> [Exercise]:
Once the line containing "negative clicks: (59, 146)" is found in the entries below, restate it and each following line word for word, stopping after the line containing "box: [33, 0, 187, 124]".

◆ ◆ ◆ ◆ ◆ ◆ ◆

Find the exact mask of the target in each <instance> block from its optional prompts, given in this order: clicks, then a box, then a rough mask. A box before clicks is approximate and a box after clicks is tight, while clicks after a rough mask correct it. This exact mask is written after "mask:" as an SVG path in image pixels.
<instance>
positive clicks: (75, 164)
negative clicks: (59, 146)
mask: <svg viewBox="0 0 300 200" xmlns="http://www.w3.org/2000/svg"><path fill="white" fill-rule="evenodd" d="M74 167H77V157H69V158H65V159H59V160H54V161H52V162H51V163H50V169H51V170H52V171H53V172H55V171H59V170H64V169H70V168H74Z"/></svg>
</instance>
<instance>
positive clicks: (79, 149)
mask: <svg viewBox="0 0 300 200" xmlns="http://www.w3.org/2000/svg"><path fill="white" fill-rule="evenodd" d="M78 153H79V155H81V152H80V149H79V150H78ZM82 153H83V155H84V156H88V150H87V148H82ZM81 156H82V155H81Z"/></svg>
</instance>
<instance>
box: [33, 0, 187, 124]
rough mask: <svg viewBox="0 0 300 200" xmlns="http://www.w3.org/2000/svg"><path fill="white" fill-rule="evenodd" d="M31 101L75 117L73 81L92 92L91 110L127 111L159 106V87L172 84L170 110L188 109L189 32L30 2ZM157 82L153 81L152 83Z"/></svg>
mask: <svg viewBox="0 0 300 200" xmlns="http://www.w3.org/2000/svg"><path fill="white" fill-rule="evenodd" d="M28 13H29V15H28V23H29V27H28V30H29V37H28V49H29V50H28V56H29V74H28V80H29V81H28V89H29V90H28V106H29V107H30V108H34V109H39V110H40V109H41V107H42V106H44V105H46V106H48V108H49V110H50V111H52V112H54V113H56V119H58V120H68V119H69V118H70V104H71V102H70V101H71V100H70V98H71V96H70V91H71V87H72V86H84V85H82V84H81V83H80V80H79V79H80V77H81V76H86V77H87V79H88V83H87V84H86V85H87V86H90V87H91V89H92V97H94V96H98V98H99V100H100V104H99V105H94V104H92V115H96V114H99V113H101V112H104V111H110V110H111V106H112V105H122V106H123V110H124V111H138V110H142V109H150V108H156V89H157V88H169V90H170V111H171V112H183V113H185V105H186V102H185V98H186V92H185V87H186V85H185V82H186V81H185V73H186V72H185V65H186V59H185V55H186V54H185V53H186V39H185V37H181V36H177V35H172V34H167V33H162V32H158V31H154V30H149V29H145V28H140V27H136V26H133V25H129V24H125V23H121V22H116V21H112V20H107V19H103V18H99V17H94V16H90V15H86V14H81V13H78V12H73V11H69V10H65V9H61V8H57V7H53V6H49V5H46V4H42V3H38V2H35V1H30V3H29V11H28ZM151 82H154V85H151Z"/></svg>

◆ ◆ ◆ ◆ ◆ ◆ ◆

> [Exercise answer]:
negative clicks: (59, 146)
mask: <svg viewBox="0 0 300 200" xmlns="http://www.w3.org/2000/svg"><path fill="white" fill-rule="evenodd" d="M74 167H77V157H69V158H65V159H59V160H54V161H52V162H51V163H50V169H51V170H52V171H53V172H55V171H59V170H64V169H70V168H74Z"/></svg>
</instance>
<instance>
positive clicks: (79, 149)
mask: <svg viewBox="0 0 300 200" xmlns="http://www.w3.org/2000/svg"><path fill="white" fill-rule="evenodd" d="M78 153H79V155H81V152H80V149H79V150H78ZM82 153H83V155H84V156H88V150H87V148H82ZM81 156H82V155H81Z"/></svg>
</instance>
<instance>
box: [33, 0, 187, 124]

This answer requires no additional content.